WORK TO BE COMPLETED:
Rewrite the lines starting with the one that contains "177L51 191L60 182L88" and going on through the one that contains "positive clicks: (65, 156)", changing "rough mask" to "coarse mask" and leaving everything else as it is.
START DATA FOR PROCESSING
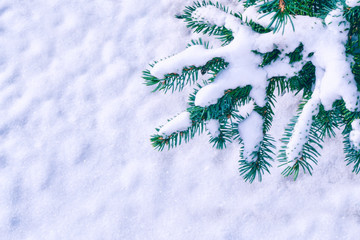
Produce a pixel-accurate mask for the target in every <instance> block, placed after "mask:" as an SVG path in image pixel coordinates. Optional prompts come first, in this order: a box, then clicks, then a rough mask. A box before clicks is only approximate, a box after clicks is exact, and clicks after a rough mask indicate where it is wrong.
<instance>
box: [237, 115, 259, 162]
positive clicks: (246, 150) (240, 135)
mask: <svg viewBox="0 0 360 240" xmlns="http://www.w3.org/2000/svg"><path fill="white" fill-rule="evenodd" d="M263 122H264V121H263V119H262V117H261V116H260V115H259V114H258V113H256V112H252V113H251V114H250V116H249V117H247V118H246V119H245V120H244V121H242V122H241V123H240V124H239V126H238V129H239V134H240V137H241V139H242V140H243V143H244V158H245V159H249V160H250V159H251V157H250V156H251V155H250V154H251V153H252V152H254V151H256V150H258V149H259V143H260V142H261V140H262V139H263V137H264V134H263V132H262V125H263Z"/></svg>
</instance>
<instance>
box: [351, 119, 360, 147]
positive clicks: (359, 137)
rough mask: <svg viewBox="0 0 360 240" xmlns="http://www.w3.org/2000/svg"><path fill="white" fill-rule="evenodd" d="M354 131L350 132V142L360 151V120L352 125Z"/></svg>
mask: <svg viewBox="0 0 360 240" xmlns="http://www.w3.org/2000/svg"><path fill="white" fill-rule="evenodd" d="M351 127H352V131H351V132H350V141H351V143H352V144H353V146H354V147H355V148H356V149H357V150H359V149H360V120H359V119H356V120H354V121H353V122H352V123H351Z"/></svg>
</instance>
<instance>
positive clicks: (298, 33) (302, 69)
mask: <svg viewBox="0 0 360 240" xmlns="http://www.w3.org/2000/svg"><path fill="white" fill-rule="evenodd" d="M238 4H239V5H241V6H242V8H240V9H242V10H241V11H240V12H237V11H231V10H230V8H229V7H226V6H224V5H222V4H221V3H219V2H213V1H202V2H194V3H193V4H192V5H191V6H187V7H186V8H185V10H184V12H183V13H182V14H181V15H178V16H176V17H177V18H179V19H182V20H184V21H185V23H186V24H187V27H188V28H190V29H192V30H193V31H194V32H196V33H202V34H205V35H214V36H216V37H217V38H218V39H219V40H220V41H221V43H222V44H221V45H222V47H220V48H217V49H213V48H211V47H210V44H209V42H206V41H203V40H202V39H199V40H192V41H191V43H190V44H189V45H188V49H187V50H185V51H184V52H183V53H180V54H178V55H175V56H173V57H169V58H167V59H164V60H162V61H159V62H155V63H154V64H152V65H150V68H149V69H148V70H145V71H144V72H143V78H144V79H145V84H146V85H148V86H155V88H154V91H163V92H164V93H166V92H167V91H170V90H171V91H172V92H174V91H181V90H182V89H183V88H184V87H185V86H187V85H194V86H195V87H194V91H193V93H192V94H191V95H190V97H189V102H188V106H189V107H188V108H187V109H186V111H185V112H184V113H182V114H180V115H179V116H177V117H175V118H174V119H170V120H169V122H168V123H167V124H165V125H164V126H162V127H160V128H158V129H156V130H157V131H158V133H157V134H154V135H153V136H151V142H152V145H153V146H154V148H156V149H158V150H163V149H164V148H167V149H170V148H173V147H176V146H178V145H180V144H181V143H182V142H188V141H189V140H190V139H192V138H193V137H194V136H195V135H197V134H200V133H203V132H204V130H205V129H208V130H209V132H210V134H209V135H210V143H212V145H213V146H214V147H216V148H218V149H222V148H225V147H226V144H227V143H229V142H231V141H233V140H237V141H239V144H240V149H241V150H240V160H239V164H240V167H239V172H240V175H241V176H243V178H244V179H245V181H249V182H253V180H254V179H255V178H258V179H259V181H261V179H262V175H263V174H264V173H265V172H268V173H269V172H270V167H271V166H272V165H271V162H272V161H273V159H274V150H275V146H274V143H275V140H274V138H273V137H272V136H270V134H269V130H270V128H271V125H272V121H273V115H274V111H273V108H274V104H275V102H276V96H277V95H282V94H284V93H286V92H295V93H296V94H301V95H302V101H301V103H300V104H299V107H298V111H297V114H296V115H295V116H294V117H293V118H292V120H291V121H290V123H289V124H288V127H287V128H286V130H285V133H284V137H283V138H282V139H281V142H282V144H283V146H282V147H281V149H280V150H279V155H278V161H279V162H280V166H282V167H283V168H284V170H283V172H282V174H283V175H284V176H293V177H294V180H296V178H297V177H298V175H299V173H300V172H301V171H303V172H304V173H309V174H311V173H312V170H313V166H314V165H316V164H317V159H318V157H319V155H320V153H319V149H321V148H322V144H323V141H324V138H325V137H334V136H335V129H339V128H343V131H342V134H343V136H344V151H345V155H346V159H345V161H347V165H352V166H353V172H355V173H359V172H360V137H359V136H360V120H359V119H360V110H359V108H358V106H359V96H360V94H359V90H360V43H359V39H360V30H359V27H360V3H356V1H354V0H350V1H349V0H348V1H347V2H343V1H338V0H322V1H316V0H315V1H314V0H293V1H290V0H274V1H256V0H248V1H239V2H238ZM347 4H348V5H350V6H348V5H347ZM254 10H255V11H254ZM250 13H251V14H250ZM302 16H304V17H305V18H301V17H302ZM302 19H307V20H309V19H310V20H311V21H312V20H313V21H314V22H315V23H314V24H315V25H313V26H310V27H309V29H308V30H307V31H309V32H308V33H307V34H309V35H310V34H314V33H315V34H316V33H317V32H316V30H314V31H315V32H310V31H311V29H312V28H318V29H320V30H321V31H323V32H326V31H333V33H335V35H334V36H338V38H339V39H340V40H339V41H337V42H336V41H334V42H333V43H334V44H336V43H339V42H341V43H342V46H341V47H340V48H339V49H340V50H341V51H342V52H341V51H340V50H339V49H328V51H329V52H332V51H334V52H336V51H338V52H339V51H340V54H338V55H339V56H341V57H339V56H338V59H337V60H336V61H337V62H336V61H335V60H334V61H335V62H326V61H327V60H326V56H325V57H324V55H326V54H327V53H326V52H324V50H323V49H322V48H321V46H320V45H321V44H320V45H319V46H320V47H318V48H316V47H313V46H308V45H311V44H309V43H308V42H306V39H305V37H304V38H303V39H301V31H304V30H303V29H301V30H300V29H297V28H298V27H299V28H300V27H301V26H302V25H299V22H300V21H302ZM329 19H330V20H329ZM317 23H321V24H318V25H316V24H317ZM305 25H306V24H305ZM289 29H290V30H289ZM294 34H295V35H294ZM296 34H299V35H296ZM292 35H294V36H297V37H298V36H300V37H299V40H298V42H295V43H296V44H297V46H296V47H294V48H293V49H290V48H291V47H289V46H292V44H290V42H289V41H288V42H286V41H287V40H286V37H287V36H292ZM326 36H332V35H331V34H330V35H326ZM344 36H345V38H344ZM248 37H252V38H254V39H250V40H246V39H245V40H241V38H248ZM262 38H263V39H265V40H262V41H258V42H259V43H266V46H265V47H262V46H259V45H256V44H253V43H251V41H252V42H256V40H257V39H262ZM238 39H239V41H238V42H237V40H238ZM341 39H345V40H341ZM290 41H291V38H290ZM330 42H331V40H330ZM293 43H294V42H293ZM307 43H308V45H306V44H307ZM323 44H324V43H323ZM288 45H289V46H288ZM234 46H235V47H234ZM249 46H251V47H253V48H254V49H250V48H249ZM330 46H331V45H330ZM332 46H337V45H332ZM227 49H230V51H228V50H227ZM314 49H315V50H314ZM234 50H235V51H234ZM311 50H314V51H311ZM237 51H242V52H241V53H238V52H237ZM246 51H247V52H246ZM196 55H200V56H203V57H202V58H200V60H199V59H197V60H193V58H196V57H194V56H196ZM330 56H331V55H330ZM246 57H249V61H256V59H257V61H258V62H257V66H256V68H254V69H250V70H248V71H253V70H255V72H260V74H258V75H256V73H254V74H255V77H254V79H255V78H256V76H260V77H259V79H260V78H261V77H262V78H264V77H265V80H264V79H262V80H261V79H260V80H254V83H253V82H252V81H253V79H241V81H242V82H239V81H237V80H234V79H227V80H226V77H229V76H230V77H231V76H232V77H234V76H235V78H237V77H239V78H246V77H247V78H251V76H250V77H249V74H247V72H246V71H247V69H246V68H241V67H242V65H241V64H240V63H237V62H238V61H241V59H242V58H246ZM340 58H341V59H340ZM204 59H205V60H204ZM250 59H252V60H250ZM254 59H255V60H254ZM323 59H325V60H326V61H325V63H322V60H323ZM339 59H340V60H339ZM187 62H188V63H187ZM184 63H185V64H184ZM194 63H196V64H194ZM332 63H336V64H339V66H336V67H338V68H339V69H340V68H342V69H345V70H344V71H343V72H341V69H340V70H339V69H336V67H335V69H334V67H333V66H334V65H331V64H332ZM186 64H188V65H186ZM237 64H238V65H237ZM249 64H250V63H249ZM275 64H278V65H275ZM284 64H285V65H288V66H290V67H291V69H293V71H292V72H291V71H290V73H292V74H289V71H288V72H287V73H286V74H281V73H277V72H276V71H277V69H280V68H281V67H283V66H284ZM249 66H250V65H249ZM272 66H275V67H273V68H271V67H272ZM330 66H332V67H330ZM347 68H348V69H349V71H348V72H346V69H347ZM239 69H240V70H239ZM166 71H169V72H166ZM236 71H238V72H236ZM241 71H243V72H244V75H243V74H241V75H239V74H238V75H237V74H235V73H239V72H241ZM331 71H332V72H331ZM339 71H340V73H339V74H338V72H339ZM226 72H227V75H226V74H225V73H226ZM279 72H281V71H280V70H279ZM326 74H331V75H334V74H335V77H339V78H341V79H340V80H339V79H337V80H336V79H335V80H336V81H338V80H339V81H342V82H341V86H338V87H340V88H343V87H344V88H347V89H348V91H345V92H341V93H339V94H338V95H335V97H331V96H330V97H328V96H324V92H325V93H327V90H326V86H324V84H325V85H328V84H330V85H331V84H333V83H332V82H331V81H335V80H331V77H332V76H330V78H329V76H328V75H326ZM224 78H225V79H224ZM329 79H330V80H329ZM226 81H228V82H230V83H231V84H233V85H231V84H230V83H225V84H224V82H226ZM232 81H235V83H238V84H237V85H234V83H232ZM214 84H218V87H219V88H220V89H221V88H224V89H222V90H221V91H222V94H221V95H217V96H211V94H204V92H205V93H206V91H208V92H209V89H210V93H211V85H214ZM227 84H228V85H227ZM229 84H230V85H231V86H232V87H230V88H226V86H229ZM321 84H322V85H321ZM215 88H216V87H213V88H212V89H213V90H214V89H215ZM200 91H202V95H201V94H200ZM329 91H330V90H328V92H329ZM332 91H333V90H332ZM330 92H331V91H330ZM198 93H199V94H198ZM262 94H263V95H264V97H263V98H262V97H261V96H262ZM215 95H216V94H215ZM329 98H330V100H329ZM199 99H200V100H199ZM197 100H198V101H197ZM204 101H205V102H204ZM244 106H252V107H251V109H250V110H248V111H247V112H246V111H245V113H244V111H242V109H243V108H244ZM259 119H260V120H259ZM247 120H249V121H247ZM259 123H260V124H259ZM245 128H250V129H251V130H252V131H253V132H254V133H253V135H254V136H255V137H254V136H252V137H250V138H252V139H250V140H248V139H247V138H248V137H249V135H246V134H244V132H243V131H246V129H245ZM164 129H166V130H164ZM244 129H245V130H244ZM169 131H170V132H169ZM259 137H260V138H259Z"/></svg>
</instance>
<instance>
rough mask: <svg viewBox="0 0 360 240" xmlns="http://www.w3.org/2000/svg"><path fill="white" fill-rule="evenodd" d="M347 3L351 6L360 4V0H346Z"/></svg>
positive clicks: (346, 2) (345, 2)
mask: <svg viewBox="0 0 360 240" xmlns="http://www.w3.org/2000/svg"><path fill="white" fill-rule="evenodd" d="M345 3H346V5H348V6H349V7H356V6H360V1H359V0H346V1H345Z"/></svg>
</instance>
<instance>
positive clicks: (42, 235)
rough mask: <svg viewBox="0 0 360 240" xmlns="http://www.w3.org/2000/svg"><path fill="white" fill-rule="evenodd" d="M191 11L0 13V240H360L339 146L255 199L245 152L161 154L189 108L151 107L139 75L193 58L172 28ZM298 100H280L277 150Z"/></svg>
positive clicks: (162, 9) (289, 97)
mask: <svg viewBox="0 0 360 240" xmlns="http://www.w3.org/2000/svg"><path fill="white" fill-rule="evenodd" d="M191 2H192V0H191V1H187V0H186V1H180V0H179V1H173V0H157V1H155V0H138V1H132V0H120V1H118V0H116V1H115V0H114V1H112V0H86V1H85V0H78V1H70V0H61V1H60V0H51V1H42V0H33V1H19V0H2V1H1V2H0V104H1V105H0V112H1V114H0V115H1V118H0V209H1V211H0V239H2V240H18V239H26V240H28V239H29V240H30V239H31V240H32V239H34V240H39V239H46V240H52V239H54V240H62V239H64V240H69V239H76V240H82V239H86V240H95V239H96V240H98V239H99V240H100V239H101V240H104V239H105V240H106V239H114V240H132V239H141V240H142V239H154V240H161V239H209V240H211V239H214V240H215V239H216V240H219V239H358V236H359V235H360V214H359V213H360V204H359V202H360V187H359V186H360V180H359V176H357V175H354V174H353V173H352V172H351V170H352V169H351V166H350V167H347V166H346V163H345V162H344V161H343V159H344V154H343V153H342V139H341V138H340V137H338V138H336V139H327V140H326V143H325V146H324V149H323V150H322V151H321V153H322V154H323V156H322V157H321V158H320V159H319V165H318V166H315V167H314V173H313V176H309V175H305V176H303V175H301V176H300V177H299V179H298V180H297V181H296V182H293V181H292V180H290V179H285V178H283V177H282V176H280V172H281V170H282V169H281V168H278V167H277V164H276V163H274V164H273V165H274V167H273V168H271V172H272V174H271V175H264V178H263V182H261V183H257V182H255V183H253V184H251V185H250V184H249V183H245V182H244V181H243V180H242V179H241V177H239V174H238V163H237V160H238V157H239V146H238V144H236V143H234V144H231V145H229V146H228V147H227V149H225V150H221V151H220V150H217V149H213V148H211V145H210V144H209V143H208V136H206V134H204V135H203V136H201V137H196V138H195V139H194V140H192V142H191V143H189V144H186V145H182V146H180V147H178V148H177V149H174V150H171V151H164V152H157V151H155V150H154V149H153V148H152V146H151V144H150V142H149V138H150V135H151V134H153V133H154V132H155V130H154V128H155V127H157V126H158V125H161V124H162V123H164V122H165V121H166V119H168V118H169V117H171V116H175V115H176V114H177V113H179V112H181V111H182V110H183V109H185V108H186V104H185V102H186V99H187V96H186V95H185V94H184V93H181V94H173V95H162V94H160V93H156V94H154V93H151V89H149V88H148V87H146V86H145V85H144V84H143V80H142V79H141V71H142V70H143V69H145V68H147V66H148V65H147V64H148V63H150V62H152V61H154V60H158V59H159V58H161V57H164V56H168V54H169V53H176V52H180V51H182V50H184V49H185V46H186V43H187V42H189V40H190V38H191V37H193V35H192V34H190V33H189V31H188V30H187V29H186V28H185V24H184V23H182V22H181V21H179V20H177V19H175V18H174V15H175V14H178V13H180V10H181V9H183V8H184V6H186V5H188V4H190V3H191ZM221 2H223V3H226V4H230V6H235V2H236V1H230V0H227V1H226V0H222V1H221ZM297 100H298V99H295V98H294V96H292V95H285V96H283V97H282V98H280V99H279V102H278V104H277V110H276V113H275V119H274V126H273V128H272V130H271V134H272V135H273V136H274V137H275V138H276V139H279V138H280V137H281V134H282V132H283V129H284V126H285V124H286V123H287V122H288V120H289V118H290V117H291V116H292V114H294V112H295V110H296V106H297ZM339 134H340V132H339Z"/></svg>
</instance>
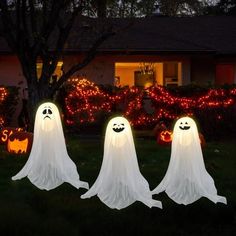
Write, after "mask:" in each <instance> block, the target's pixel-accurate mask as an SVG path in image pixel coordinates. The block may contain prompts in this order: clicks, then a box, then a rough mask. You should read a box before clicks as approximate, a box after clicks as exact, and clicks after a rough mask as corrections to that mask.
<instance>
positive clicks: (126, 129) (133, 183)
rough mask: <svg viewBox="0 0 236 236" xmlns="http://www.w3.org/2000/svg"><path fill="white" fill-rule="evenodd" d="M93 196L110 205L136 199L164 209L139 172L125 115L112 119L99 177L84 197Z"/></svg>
mask: <svg viewBox="0 0 236 236" xmlns="http://www.w3.org/2000/svg"><path fill="white" fill-rule="evenodd" d="M94 195H97V196H98V197H99V198H100V200H101V201H102V202H103V203H105V204H106V205H107V206H108V207H110V208H116V209H122V208H125V207H127V206H129V205H130V204H132V203H133V202H135V201H136V200H137V201H141V202H143V203H144V204H146V205H147V206H148V207H153V206H155V207H160V208H162V205H161V202H160V201H156V200H154V199H152V194H151V191H150V189H149V184H148V182H147V181H146V179H145V178H144V177H143V176H142V174H141V173H140V171H139V166H138V162H137V157H136V152H135V146H134V141H133V136H132V132H131V127H130V124H129V122H128V121H127V120H126V119H125V118H123V117H115V118H113V119H111V120H110V121H109V123H108V125H107V129H106V134H105V142H104V154H103V162H102V167H101V170H100V173H99V176H98V178H97V180H96V182H95V183H94V184H93V186H92V187H91V188H90V189H89V190H88V192H86V193H85V194H84V195H82V196H81V198H90V197H92V196H94Z"/></svg>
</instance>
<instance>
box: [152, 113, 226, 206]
mask: <svg viewBox="0 0 236 236" xmlns="http://www.w3.org/2000/svg"><path fill="white" fill-rule="evenodd" d="M163 191H165V192H166V193H167V195H168V196H169V197H170V198H171V199H172V200H174V201H175V202H176V203H178V204H184V205H187V204H190V203H193V202H194V201H196V200H198V199H199V198H201V197H206V198H208V199H210V200H211V201H213V202H214V203H217V202H221V203H224V204H226V198H225V197H222V196H218V195H217V190H216V187H215V184H214V180H213V179H212V177H211V176H210V175H209V174H208V172H207V170H206V169H205V165H204V161H203V155H202V150H201V145H200V139H199V135H198V130H197V126H196V124H195V122H194V120H193V119H191V118H190V117H182V118H180V119H179V120H177V121H176V123H175V126H174V131H173V140H172V146H171V157H170V163H169V166H168V169H167V172H166V175H165V177H164V178H163V180H162V181H161V183H160V184H159V185H158V186H157V187H156V188H155V189H154V190H153V191H152V193H153V194H158V193H160V192H163Z"/></svg>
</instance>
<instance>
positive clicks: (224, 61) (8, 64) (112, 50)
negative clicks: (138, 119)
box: [0, 16, 236, 96]
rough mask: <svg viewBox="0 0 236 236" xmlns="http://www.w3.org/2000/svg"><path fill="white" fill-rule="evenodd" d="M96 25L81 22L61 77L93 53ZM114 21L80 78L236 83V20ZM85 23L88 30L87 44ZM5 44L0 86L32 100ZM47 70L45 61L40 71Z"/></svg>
mask: <svg viewBox="0 0 236 236" xmlns="http://www.w3.org/2000/svg"><path fill="white" fill-rule="evenodd" d="M94 21H95V19H90V20H89V21H87V20H86V19H85V20H84V19H83V20H80V21H79V24H80V25H78V24H77V23H75V25H74V27H73V28H72V32H71V34H70V36H69V38H68V41H67V43H66V45H65V48H64V54H63V56H62V58H61V60H60V62H59V63H58V67H57V69H56V71H55V74H54V76H55V77H59V76H60V75H61V74H62V73H63V70H64V71H67V70H68V69H69V68H70V67H71V66H72V65H74V64H75V63H78V62H80V61H81V60H82V57H83V55H84V53H85V52H86V51H88V50H89V48H90V47H91V45H92V38H93V37H92V36H91V31H90V30H89V29H90V28H92V27H90V26H92V25H93V24H94ZM109 21H110V23H111V24H113V25H115V27H117V28H119V30H117V33H116V34H115V35H114V36H112V37H110V38H108V39H107V40H106V41H105V42H104V43H103V44H102V45H101V46H100V47H99V48H98V49H97V54H96V57H95V58H94V60H93V61H92V62H91V63H90V64H88V65H87V66H86V67H85V68H83V69H82V70H80V71H78V72H77V74H78V75H79V76H85V77H86V78H87V79H89V80H91V81H93V82H95V83H96V84H109V85H115V86H119V87H122V86H142V87H148V86H151V85H163V86H182V85H188V84H190V83H194V84H198V85H209V84H211V85H223V84H234V83H236V17H233V16H202V17H161V16H153V17H149V18H139V19H112V20H109ZM81 22H82V23H81ZM81 24H82V25H86V30H87V33H86V32H85V33H84V31H83V37H84V38H83V37H82V40H81V31H80V29H81ZM82 28H83V27H82ZM86 30H85V31H86ZM0 41H1V43H0V85H1V84H2V85H15V86H19V87H20V88H21V91H20V94H21V96H26V94H25V93H23V91H25V88H27V84H26V81H25V78H24V76H23V73H22V71H21V67H20V64H19V62H18V60H17V57H16V56H15V55H14V54H13V53H12V52H11V51H10V49H9V47H8V45H7V43H6V42H5V40H4V39H3V38H0ZM41 68H42V64H41V63H40V61H39V62H38V65H37V69H38V73H40V70H41Z"/></svg>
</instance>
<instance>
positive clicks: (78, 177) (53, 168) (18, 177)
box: [12, 103, 88, 190]
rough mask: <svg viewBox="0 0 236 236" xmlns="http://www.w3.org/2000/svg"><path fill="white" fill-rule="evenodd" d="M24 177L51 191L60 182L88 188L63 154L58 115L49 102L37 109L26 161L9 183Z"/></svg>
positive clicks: (65, 156) (75, 185) (61, 126)
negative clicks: (18, 172)
mask: <svg viewBox="0 0 236 236" xmlns="http://www.w3.org/2000/svg"><path fill="white" fill-rule="evenodd" d="M26 176H27V177H28V178H29V180H30V181H31V182H32V184H34V185H35V186H36V187H38V188H39V189H45V190H51V189H54V188H56V187H57V186H59V185H60V184H62V183H63V182H67V183H70V184H71V185H73V186H74V187H76V188H80V187H82V188H87V189H88V183H86V182H83V181H80V177H79V174H78V172H77V168H76V165H75V164H74V162H73V161H72V160H71V159H70V157H69V155H68V153H67V149H66V145H65V138H64V134H63V129H62V125H61V119H60V114H59V111H58V109H57V107H56V105H55V104H53V103H44V104H42V105H40V106H39V108H38V110H37V113H36V118H35V125H34V138H33V145H32V150H31V152H30V155H29V158H28V161H27V162H26V164H25V166H24V167H23V169H22V170H21V171H20V172H19V173H18V174H16V175H15V176H13V177H12V180H18V179H22V178H24V177H26Z"/></svg>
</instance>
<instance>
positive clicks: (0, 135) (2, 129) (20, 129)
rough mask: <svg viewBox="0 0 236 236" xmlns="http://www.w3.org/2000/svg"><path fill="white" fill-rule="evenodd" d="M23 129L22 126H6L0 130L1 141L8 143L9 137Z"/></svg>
mask: <svg viewBox="0 0 236 236" xmlns="http://www.w3.org/2000/svg"><path fill="white" fill-rule="evenodd" d="M19 131H23V129H22V128H13V127H5V128H3V129H2V130H1V131H0V143H1V144H6V143H7V140H8V138H9V137H10V136H11V135H12V134H14V133H15V132H19Z"/></svg>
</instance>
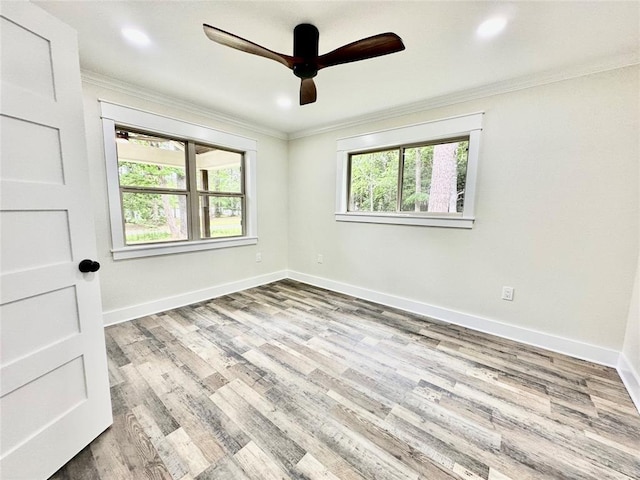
END DATA FOR PROCESSING
RESPONSE AREA:
coarse mask: <svg viewBox="0 0 236 236" xmlns="http://www.w3.org/2000/svg"><path fill="white" fill-rule="evenodd" d="M24 177L51 191L60 182L88 188L63 154L58 115L49 102L37 109L26 161L9 183Z"/></svg>
positive clicks: (65, 156) (75, 185) (61, 126)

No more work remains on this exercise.